**PAGE EXCERPT**
# Definition:Diagonalizable Operator

## Contents

## Definition

Let $H$ be a Hilbert space over $\Bbb F \in \left\{{\R, \C}\right\}$.

Let $A:H \to H$ be a linear operator on $H$.

The following two definitions of **diagonalizable operator** are equivalent:

### By a Basis

$A$ is said to be **diagonalizable** iff there exist:

- a basis $E$ for $H$
- a collection $\left({\alpha_e}\right)_{e \in E} \subseteq \Bbb F$ of scalars (with $E$ as indexing set)

such that:

- $\forall e \in E: Ae = \alpha_e e$

#### Value Set

The collection $\left({\alpha_e}\right)_{e \in E}$ may be called the **value set of $A$ (with respect to the basis $E$)**.

### By a Partition of Unity

$A$ is said to be **diagonalizable** iff there exist:

- a partition of unity $\left({P_i}\right)_{i \in I}$ on $H$
- a collection $\left({\alpha_i}\right)_{i \in I} \subseteq \Bbb F$ of scalars (with the same $I$ as indexing set)

**EXERCISE TASK A**
Write out the listing unchanged, from its first line up to and including the line with "x=406, y=116".

**DATA SUPPLIED**
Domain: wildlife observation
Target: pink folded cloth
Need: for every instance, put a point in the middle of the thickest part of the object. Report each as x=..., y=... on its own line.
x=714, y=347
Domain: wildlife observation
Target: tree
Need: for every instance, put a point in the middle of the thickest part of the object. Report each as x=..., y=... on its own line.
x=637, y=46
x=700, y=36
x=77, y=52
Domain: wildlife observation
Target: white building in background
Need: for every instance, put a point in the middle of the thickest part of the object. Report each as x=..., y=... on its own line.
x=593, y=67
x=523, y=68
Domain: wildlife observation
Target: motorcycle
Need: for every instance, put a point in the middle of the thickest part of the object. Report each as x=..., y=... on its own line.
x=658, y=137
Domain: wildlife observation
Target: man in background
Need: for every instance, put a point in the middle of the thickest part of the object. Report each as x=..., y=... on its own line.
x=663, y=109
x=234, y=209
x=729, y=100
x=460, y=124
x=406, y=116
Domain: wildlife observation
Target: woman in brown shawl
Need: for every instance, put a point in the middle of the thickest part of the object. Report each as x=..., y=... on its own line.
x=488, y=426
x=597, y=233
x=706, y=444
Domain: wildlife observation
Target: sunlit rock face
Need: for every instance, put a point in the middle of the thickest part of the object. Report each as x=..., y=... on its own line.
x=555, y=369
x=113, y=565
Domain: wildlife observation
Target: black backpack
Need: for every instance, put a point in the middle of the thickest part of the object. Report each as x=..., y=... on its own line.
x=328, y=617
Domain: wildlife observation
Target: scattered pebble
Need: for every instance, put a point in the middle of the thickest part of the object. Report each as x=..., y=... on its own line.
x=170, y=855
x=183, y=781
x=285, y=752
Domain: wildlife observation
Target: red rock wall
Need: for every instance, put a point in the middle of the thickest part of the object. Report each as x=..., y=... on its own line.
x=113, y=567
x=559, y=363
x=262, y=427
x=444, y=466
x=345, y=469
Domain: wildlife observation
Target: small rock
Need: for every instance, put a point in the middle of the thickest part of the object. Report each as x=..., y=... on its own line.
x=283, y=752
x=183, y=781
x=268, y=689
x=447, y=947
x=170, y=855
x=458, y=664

**EXERCISE TASK B**
In the definition of a diagonalizable operator, what may the collection of scalars $\left({\alpha_e}\right)_{e \in E}$ be called?

**WORKED ANSWER A**
Domain: wildlife observation
Target: pink folded cloth
Need: for every instance, put a point in the middle of the thickest part of the object. Report each as x=..., y=... on its own line.
x=714, y=347
Domain: wildlife observation
Target: tree
Need: for every instance, put a point in the middle of the thickest part of the object. Report each as x=..., y=... on its own line.
x=637, y=46
x=700, y=36
x=77, y=52
Domain: wildlife observation
Target: white building in background
Need: for every instance, put a point in the middle of the thickest part of the object. Report each as x=..., y=... on its own line.
x=593, y=67
x=523, y=68
Domain: wildlife observation
Target: motorcycle
Need: for every instance, put a point in the middle of the thickest part of the object. Report each as x=..., y=... on its own line.
x=658, y=137
Domain: wildlife observation
Target: man in background
Need: for every instance, put a point in the middle of the thickest part of the object. Report each as x=..., y=... on its own line.
x=663, y=109
x=234, y=209
x=729, y=100
x=460, y=124
x=406, y=116

**WORKED ANSWER B**
The value set of $A$ with respect to the basis $E$.